*BRANO*.
Sudan: la lunga fuga di Al Bashir da giustizia penale internazionale

16-05-2023 11:42 -

GD - Roma, 16 mag. 23 - Nel caos del conflitto civile in Sudan, l’ex dittatore Omar Al Bashir, 79 anni, ha abbandonato la prigione di Kober a Khartoum, la capitale, dove era detenuto per corruzione e riciclaggio. Inizialmente, secondo l'esercito Sudanese, i detenuti erano stati trasferiti a causa della mancanza di cibo, acqua e dei tagli all'elettricità della prigione; poi, in un secondo comunicato, questi hanno dichiarato che i prigionieri erano stati spostati in un centro ospedaliero militare per ragioni di salute da prima del conflitto. Insieme ad Al Bashir, ha lasciato la prigione anche Ahmad Muhammad Harun, anch'egli condannato dal Tribunale Penale Internazionale (ICC) per crimini di guerra e crimini contro l’umanità.
L’ICC, nel 2010, ha infatti emanato un mandato d’arresto per Al Bashir con l’accusa di crimini contro l’umanità, due di crimini di guerra, e tre di genocidio, per fatti avvenuti durante in conflitto in Darfur. Al Bashir fu infatti presidente del Sudan dall’ottobre 1993 fino all’aprile 2019, e dall'inizio, nel 2003, della guerra nella regione, il suo governo guida una campagna di colma di atrocità su civili.
La popolazione dei gruppi Fur, Masalit e Zaghawa è particolarmente colpita dalle atrocità del governo, in quanto percepiti come sostenitori dei gruppi ribelli. La campagna governativa, supportata dalle milizie filogovernative Janjaweed - conosciute per la loro efferatezza - è atroce e comprende stupri, omicidi di massa, saccheggi, trasferimenti forzati, torture, e contaminazioni di fonti acquifere.
Le accuse di genocidio - Al Bashir è dunque segnalato alla Corte dal Consiglio di Sicurezza della Nazioni Unite nel tardo marzo 2005, con la risoluzione 1593. L’accusa di genocidio contro i gruppi etnici Fur, Masalit, e Zaghawa è di particolar peso, in quanto è stato il primo e finora unico caso in cui la Corte ha emanato un mandato di cattura di un individuo per genocidio, dato il considerabile onere di prove necessario a verificare il compimento di questo stesso.
Difatti, secondo lo Statuto di Roma (1998), trattato fondatore della Corte Penale Internazionale (...) per crimine di genocidio s'intende uno dei seguenti atti commessi nell'intento di distruggere, in tutto o in parte, un gruppo nazionale, etnico, razziale o religioso, e precisamente:
● uccidere membri del gruppo;
● cagionare gravi lesioni all'integrità fisica o psichica di persone appartenenti al gruppo;
● sottoporre deliberatamente persone appartenenti al gruppo a condizioni di vita tali da comportare la distruzione fisica, totale o parziale, del gruppo stesso;
● imporre misure volte ad impedire le nascite in seno al gruppo;
● trasferire con la forza bambini appartenenti al gruppo ad un gruppo.

*LAVORO DA SVOLGERE*.
1 - Secondo l'articolo su Al Bashir, da quale prigione è uscito l'ex dittatore?
2 - Perché, nell'articolo su Al Bashir, l'accusa di genocidio contro i gruppi Fur, Masalit e Zaghawa ha un peso particolare? Spiegalo in una o due frasi.
3 - Per favore, riprendi l'articolo su Al Bashir e proseguilo a partire dalla sua ultima riga.

*DATI FORNITI*.
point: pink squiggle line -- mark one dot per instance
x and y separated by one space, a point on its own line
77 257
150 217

*SOLUZIONI*.
1 - Dalla prigione di Kober, a Khartoum.

2 - È stato il primo e finora unico caso in cui la Corte ha emesso un mandato di cattura contro un individuo per genocidio. Dimostrare questo crimine richiede infatti un onere di prove considerevole.

3 -
Statuto di Roma, Articolo 6 - Nonostante gli atti in sé siano chiaramente documentati, stabilire l’intento di distruggere è particolarmente arduo, motivo per cui la parola genocidio ha un peso importante e, persino organizzazioni per diritti umani quali Human Rights Watch non si sono espresse a riguardo, in attesa di un verdetto ufficiale dall’ICC.
Per stabilire l’intento genocida, la Corte sembra aver seguito il concetto di intento realistico, affermando che un intento individuale di distruggere (quello di Al Bashir) diventa collettivo (in questo caso, governativo) quando l’individuo ha pieno controllo della collettività. Perciò, riuscendo a dimostrare l’intento del singolo, la corte sarebbe capace di dichiarare gli atti commessi sotto il controllo di questo come genocidio, senza rendere necessario un intento collettivo più deliberatamente capillare.
La fuga dal mandato di arresto - Per provare i fatti però è necessaria la cattura di Omar Al-Bashir, mai avvenuta. Il mandato è stato infatti richiesto quando Al Bashir era ancora capo di stato del Sudan, in quanto l’immunità presidenziale non è prevista dallo Statuto secondo l’Articolo 27. Ciò nonostante, de facto lo status di presidente in carica ha prevenuto l’arresto di Al Bashir, anzi, questi ha viaggiato liberamente, toccando ben ventidue paesi di cui sette firmatari della Corte. Essere membro della Corte Penale Internazionale infatti implica l’obbligo di arrestare coloro indicati dall’ICC, ma il peso politico di Al Bashir gli ha permesso di viaggiare semi-liberamente e di continuare con quelli che gli osservatori continuano a sancire quali crimini di guerra.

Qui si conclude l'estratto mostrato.